R. L. Kelley, 93; First Published Blue Book on Used-Car Values


R. Leslie (Les) Kelley, a minister’s son who as a car dealer in 1926 began publishing a Blue Book that has since become the bible of the used-car business in terms of establishing automobile market value, died Wednesday at his home in Los Angeles.

The one-time owner of the Kelley Kar Co. and Les Kelley Ford--once the largest Ford dealership in the world--was 93 and had been ill for some time, a company spokesman said.

Born in Arkansas, the son of a Methodist minister, Kelley moved to Los Angeles as a youth and attended USC before opening his first used-car dealership in 1918. That was the forerunner of his car company and eventually his Ford dealership, which at one time had 625 employees.


Kelley closed the dealership in 1962 and retired. At that time, his Kelley Blue Book was in use by 95% of the automotive trade, banks, financial institutions and courts of law in the West in establishing the value of cars.

The company in recent years has expanded and now publishes subscriptions to valuations of both new and used cars and motorcycles as well as recreation vehicles. Kelley Blue Book remains a family enterprise and today is operated by Les Kelley’s brother, S. H. Kelley, a nephew, Robert Kelley, and a grandnephew, Michael Kelley.

Les Kelley was a philanthropist and funded a family health center and clinic at Santa Monica Hospital and contributed to the restoration of the Hollywood sign, which he could see from his home. A golf tournament at the Bel-Air Country Club where he was a longtime member has been named for him.

With him when he died was his wife, IngLis. His other survivors include an additional brother, two daughters, a granddaughter and a great-granddaughter.

A funeral service will be held Monday at 12:30 at Wee Kirk o’-the Heather Chapel, Forest Lawn Memorial-Park, Glendale.
• • • •
### [WORK ITEM A]
Edit the Les Kelley obituary from the words "Born in Arkansas, the" through the words "grandnephew, Michael Kelley.", putting "Presbyterian" in place of "Methodist".
### [WORK ITEM B]
Turn the paragraph of the Les Kelley obituary that opens with "The company in recent years" into a short bulleted list that keeps its main facts.
### [WORK ITEM C]
According to the Les Kelley obituary, in what year did Kelley close his dealership and retire?
The records that come after this obituary are from a separate source.

### [RECORDED INFORMATION]
• • • •
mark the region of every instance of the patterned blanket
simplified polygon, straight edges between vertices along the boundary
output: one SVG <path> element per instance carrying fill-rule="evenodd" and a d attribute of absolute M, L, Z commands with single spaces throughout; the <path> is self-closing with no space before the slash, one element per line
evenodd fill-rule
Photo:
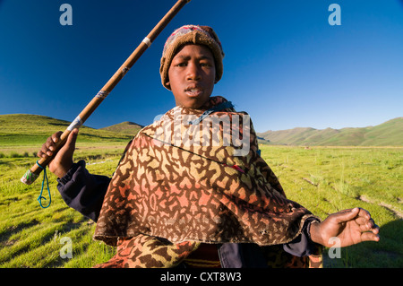
<path fill-rule="evenodd" d="M 200 243 L 274 246 L 301 233 L 313 215 L 286 197 L 249 116 L 226 102 L 176 107 L 128 144 L 94 234 L 117 254 L 97 267 L 172 267 Z"/>

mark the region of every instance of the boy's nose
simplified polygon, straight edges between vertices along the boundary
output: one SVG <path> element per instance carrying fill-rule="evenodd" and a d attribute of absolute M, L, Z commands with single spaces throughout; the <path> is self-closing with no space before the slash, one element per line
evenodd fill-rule
<path fill-rule="evenodd" d="M 187 65 L 186 80 L 188 81 L 200 81 L 202 74 L 200 68 L 195 64 L 189 64 Z"/>

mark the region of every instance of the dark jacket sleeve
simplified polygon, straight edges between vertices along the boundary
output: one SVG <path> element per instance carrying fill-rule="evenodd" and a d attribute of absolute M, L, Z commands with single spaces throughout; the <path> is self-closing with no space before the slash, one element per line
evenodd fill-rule
<path fill-rule="evenodd" d="M 97 222 L 110 180 L 107 176 L 90 174 L 85 161 L 80 160 L 57 179 L 57 189 L 68 206 Z"/>
<path fill-rule="evenodd" d="M 319 221 L 314 218 L 307 219 L 301 234 L 290 243 L 284 244 L 284 250 L 296 256 L 308 256 L 317 253 L 319 245 L 312 241 L 309 235 L 311 223 L 313 221 Z"/>

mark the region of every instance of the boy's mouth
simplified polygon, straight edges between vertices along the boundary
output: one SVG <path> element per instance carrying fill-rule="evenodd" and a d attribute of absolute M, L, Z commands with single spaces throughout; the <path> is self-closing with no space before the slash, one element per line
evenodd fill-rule
<path fill-rule="evenodd" d="M 184 90 L 184 92 L 190 97 L 198 97 L 203 93 L 203 90 L 199 86 L 189 86 Z"/>

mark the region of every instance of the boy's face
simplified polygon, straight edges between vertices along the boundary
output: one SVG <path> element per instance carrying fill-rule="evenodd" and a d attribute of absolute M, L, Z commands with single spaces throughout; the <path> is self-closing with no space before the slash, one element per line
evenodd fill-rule
<path fill-rule="evenodd" d="M 199 108 L 209 100 L 215 78 L 216 67 L 210 48 L 186 45 L 172 59 L 167 84 L 174 93 L 176 106 Z"/>

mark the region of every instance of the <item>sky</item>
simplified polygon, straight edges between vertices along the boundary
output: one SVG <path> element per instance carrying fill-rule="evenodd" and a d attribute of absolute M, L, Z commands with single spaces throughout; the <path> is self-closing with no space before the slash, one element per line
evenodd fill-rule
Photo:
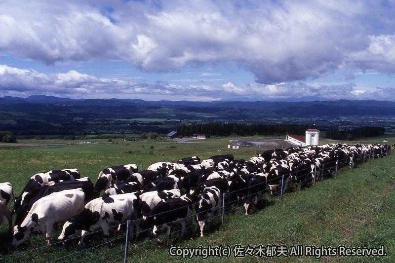
<path fill-rule="evenodd" d="M 0 97 L 395 101 L 395 0 L 0 1 Z"/>

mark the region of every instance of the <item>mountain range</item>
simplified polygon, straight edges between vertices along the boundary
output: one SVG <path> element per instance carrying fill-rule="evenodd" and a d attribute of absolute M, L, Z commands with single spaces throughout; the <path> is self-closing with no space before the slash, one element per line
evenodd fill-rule
<path fill-rule="evenodd" d="M 238 109 L 264 111 L 277 114 L 299 116 L 335 115 L 395 116 L 395 102 L 374 100 L 313 101 L 302 102 L 273 101 L 146 101 L 140 99 L 80 99 L 61 98 L 44 95 L 33 95 L 25 98 L 6 96 L 0 98 L 0 105 L 44 104 L 57 106 L 193 107 L 197 108 Z"/>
• • • •
### [WRITTEN REPLY A]
Born in Arkansas, the son of a Presbyterian minister, Kelley moved to Los Angeles as a youth and attended USC before opening his first used-car dealership in 1918. That was the forerunner of his car company and eventually his Ford dealership, which at one time had 625 employees.


Kelley closed the dealership in 1962 and retired. At that time, his Kelley Blue Book was in use by 95% of the automotive trade, banks, financial institutions and courts of law in the West in establishing the value of cars.

The company in recent years has expanded and now publishes subscriptions to valuations of both new and used cars and motorcycles as well as recreation vehicles. Kelley Blue Book remains a family enterprise and today is operated by Les Kelley’s brother, S. H. Kelley, a nephew, Robert Kelley, and a grandnephew, Michael Kelley.

### [WRITTEN REPLY B]
- The company has recently expanded.
- It now publishes subscriptions to valuations of new and used cars, motorcycles and recreation vehicles.
- Kelley Blue Book is still a family enterprise.
- It is run by Les Kelley's brother S. H. Kelley, nephew Robert Kelley and grandnephew Michael Kelley.

### [WRITTEN REPLY C]
1962